● **WORK REQUIRED**:
With the images removed, repeat the data below exactly.

======== SOURCE DATA ========

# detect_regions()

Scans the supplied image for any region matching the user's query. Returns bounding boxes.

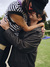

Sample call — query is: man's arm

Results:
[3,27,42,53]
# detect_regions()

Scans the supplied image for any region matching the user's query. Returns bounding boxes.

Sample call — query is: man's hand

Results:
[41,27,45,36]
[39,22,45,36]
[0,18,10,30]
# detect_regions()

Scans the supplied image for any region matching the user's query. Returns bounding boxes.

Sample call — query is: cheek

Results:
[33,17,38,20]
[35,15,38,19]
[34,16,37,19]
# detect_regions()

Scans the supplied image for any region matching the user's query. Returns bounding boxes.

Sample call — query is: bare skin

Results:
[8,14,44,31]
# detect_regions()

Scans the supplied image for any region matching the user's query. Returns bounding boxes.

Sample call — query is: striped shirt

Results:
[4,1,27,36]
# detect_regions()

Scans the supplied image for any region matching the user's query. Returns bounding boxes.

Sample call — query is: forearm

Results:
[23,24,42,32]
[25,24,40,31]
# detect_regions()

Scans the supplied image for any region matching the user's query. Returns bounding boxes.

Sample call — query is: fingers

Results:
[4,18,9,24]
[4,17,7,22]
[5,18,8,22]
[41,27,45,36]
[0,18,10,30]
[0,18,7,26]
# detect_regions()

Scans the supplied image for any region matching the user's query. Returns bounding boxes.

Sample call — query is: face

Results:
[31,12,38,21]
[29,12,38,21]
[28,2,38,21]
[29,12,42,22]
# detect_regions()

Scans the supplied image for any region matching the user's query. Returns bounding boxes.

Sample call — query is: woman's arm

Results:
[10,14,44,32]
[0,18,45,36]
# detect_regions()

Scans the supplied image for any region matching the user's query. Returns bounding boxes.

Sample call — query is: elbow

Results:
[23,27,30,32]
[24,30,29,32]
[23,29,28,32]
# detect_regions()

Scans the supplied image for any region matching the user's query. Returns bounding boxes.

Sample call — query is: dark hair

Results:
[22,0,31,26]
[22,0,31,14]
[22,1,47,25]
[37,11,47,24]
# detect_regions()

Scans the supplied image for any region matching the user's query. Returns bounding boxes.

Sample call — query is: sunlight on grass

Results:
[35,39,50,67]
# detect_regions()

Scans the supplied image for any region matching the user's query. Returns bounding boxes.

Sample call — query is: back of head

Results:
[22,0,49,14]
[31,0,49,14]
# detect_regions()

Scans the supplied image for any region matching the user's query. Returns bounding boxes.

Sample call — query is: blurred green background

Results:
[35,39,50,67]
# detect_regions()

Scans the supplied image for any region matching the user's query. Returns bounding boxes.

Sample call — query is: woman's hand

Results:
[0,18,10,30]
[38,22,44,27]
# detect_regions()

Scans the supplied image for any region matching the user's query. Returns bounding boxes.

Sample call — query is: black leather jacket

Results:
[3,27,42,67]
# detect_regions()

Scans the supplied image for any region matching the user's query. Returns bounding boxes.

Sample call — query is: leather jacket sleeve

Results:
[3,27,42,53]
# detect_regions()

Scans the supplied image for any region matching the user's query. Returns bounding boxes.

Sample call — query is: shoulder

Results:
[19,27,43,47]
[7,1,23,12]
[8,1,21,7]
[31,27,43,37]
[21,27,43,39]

========

● **SOLUTION FOR THIS PROBLEM**:
# detect_regions()

Scans the supplied image for any region matching the user's query. Returns bounding boxes.


Sample call — query is: man's arm

Results:
[3,27,42,53]
# detect_regions()

Scans the supplied image for any region matching the user's query. Returns bounding boxes.

Sample call — query is: man's hand

Results:
[41,27,45,36]
[39,22,45,36]
[0,18,10,30]
# detect_regions()

Scans the supplied image for any region matching the user's query. Returns bounding boxes.

Sample call — query is: cheek

Results:
[33,17,38,20]
[35,15,38,19]
[34,16,37,19]
# detect_regions()

Scans the supplied image for any region matching the user's query. Returns bounding boxes.

Sample call — query is: bare skin

Results:
[8,14,44,31]
# detect_regions()

Scans the supplied image for any region matching the user's query. Returns bounding boxes.

Sample call — query is: striped shirt

Results:
[4,1,27,36]
# detect_regions()

Scans the supplied image for any region matching the user's query. Returns bounding boxes.

Sample call — query is: forearm

Results:
[23,24,42,32]
[25,24,40,31]
# detect_regions()

Scans the supplied image for any region matching the user's query. Returns bounding boxes.

Sample call — query is: fingers

Results:
[4,18,9,24]
[4,17,7,22]
[5,18,8,22]
[41,27,45,36]
[0,18,10,30]
[0,18,7,26]
# detect_regions()

Scans the supplied image for any region matching the user's query. Returns bounding boxes.

Sample call — query is: face

Results:
[31,12,38,21]
[29,12,38,21]
[28,2,38,21]
[29,12,42,22]
# detect_regions()

Scans the supplied image for any region matching the user's query. Returns bounding boxes.

Sample call — query is: woman's arm

Results:
[10,14,44,32]
[0,18,45,36]
# detect_regions()

Scans the supplied image for any region matching the user's query. Returns bounding boxes.

Sample call — query is: elbow

Results:
[23,27,30,32]
[24,30,29,32]
[23,29,28,32]
# detect_regions()

Scans the supplied image for any region matching the user's query. Returns bounding boxes.

Sample call — query is: dark hair

Results:
[22,0,31,26]
[22,0,31,14]
[22,1,47,25]
[37,11,47,24]
# detect_regions()

Scans the supplied image for any region matching the user's query. Returns bounding boxes.

Sample call — query is: sunlight on grass

Results:
[35,39,50,67]
# detect_regions()

Scans the supplied image for any region matching the user's query. Returns bounding boxes.

Sample call — query is: back of head

Results:
[22,0,49,14]
[31,0,49,14]
# detect_regions()

Scans the supplied image for any region matching the user's query. Returns bounding boxes.

Sample call — query is: blurred green background

Results:
[35,39,50,67]
# detect_regions()

Scans the supplied image for any region matching the user's query. Returns bounding boxes.

Sample call — query is: woman's hand

Results:
[0,18,10,30]
[38,22,44,27]
# detect_regions()

Scans the supplied image for any region matching the user's query. Returns bounding boxes.

Sample call — query is: black leather jacket

Results:
[3,27,42,67]
# detect_regions()

Scans the supplied image for any region matching the user's query. Returns bounding boxes.

Sample call — query is: leather jacket sleeve

Results:
[3,27,42,53]
# detect_regions()

Scans the supplied image for any region matching the user's query. Returns bounding boxes.

Sample call — query is: shoulder

Results:
[19,27,43,47]
[7,1,23,12]
[8,1,21,7]
[31,27,43,37]
[21,27,43,39]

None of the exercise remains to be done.